**EXERCISE:**
Word for word, restate the lines that run from the line containing "[output] one dot per instance, form <point>235,44</point>." to the last line of the records below.

(Natural-language object grounding data)
━━━━━━━━━━━━━━━━
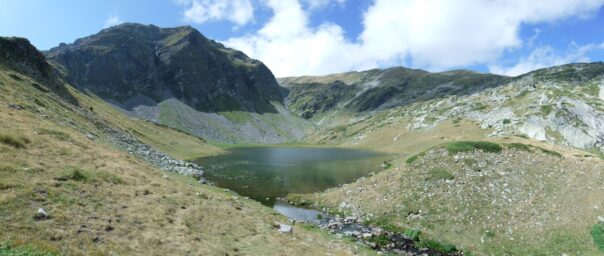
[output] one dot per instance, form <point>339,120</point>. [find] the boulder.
<point>283,228</point>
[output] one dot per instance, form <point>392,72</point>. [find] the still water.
<point>265,173</point>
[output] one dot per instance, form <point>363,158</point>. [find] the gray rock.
<point>283,228</point>
<point>41,214</point>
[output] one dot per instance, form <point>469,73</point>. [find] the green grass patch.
<point>551,152</point>
<point>597,233</point>
<point>465,146</point>
<point>411,159</point>
<point>13,141</point>
<point>470,161</point>
<point>546,109</point>
<point>439,173</point>
<point>414,158</point>
<point>80,175</point>
<point>6,249</point>
<point>56,134</point>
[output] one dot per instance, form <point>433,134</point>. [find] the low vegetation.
<point>465,146</point>
<point>597,232</point>
<point>6,249</point>
<point>98,200</point>
<point>13,141</point>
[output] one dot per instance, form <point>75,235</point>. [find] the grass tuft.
<point>7,250</point>
<point>439,174</point>
<point>465,146</point>
<point>597,232</point>
<point>16,142</point>
<point>57,134</point>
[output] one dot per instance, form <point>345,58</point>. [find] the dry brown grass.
<point>517,203</point>
<point>119,204</point>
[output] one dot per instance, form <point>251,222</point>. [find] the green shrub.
<point>381,240</point>
<point>439,174</point>
<point>597,232</point>
<point>6,249</point>
<point>438,246</point>
<point>465,146</point>
<point>16,142</point>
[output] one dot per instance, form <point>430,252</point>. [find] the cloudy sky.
<point>315,37</point>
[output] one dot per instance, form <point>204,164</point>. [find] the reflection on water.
<point>264,173</point>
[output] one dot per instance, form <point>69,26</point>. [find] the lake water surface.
<point>265,173</point>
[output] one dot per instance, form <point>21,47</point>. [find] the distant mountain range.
<point>179,78</point>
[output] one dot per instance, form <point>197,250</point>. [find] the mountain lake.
<point>267,173</point>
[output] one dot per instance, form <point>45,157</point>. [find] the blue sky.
<point>314,37</point>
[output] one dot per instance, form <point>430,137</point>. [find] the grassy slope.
<point>510,203</point>
<point>541,224</point>
<point>103,201</point>
<point>170,141</point>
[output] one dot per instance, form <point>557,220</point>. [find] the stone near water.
<point>283,228</point>
<point>41,214</point>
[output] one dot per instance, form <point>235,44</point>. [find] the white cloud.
<point>431,34</point>
<point>317,4</point>
<point>239,12</point>
<point>547,56</point>
<point>112,20</point>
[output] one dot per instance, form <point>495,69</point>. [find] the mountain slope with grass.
━━━━━━━━━━━━━━━━
**WRITTEN ANSWER:**
[output] one dot per instance, form <point>235,44</point>. [find] the white cloud.
<point>431,34</point>
<point>317,4</point>
<point>239,12</point>
<point>547,56</point>
<point>112,20</point>
[output] one dot per instance, form <point>495,69</point>. [find] the mountain slope with grass.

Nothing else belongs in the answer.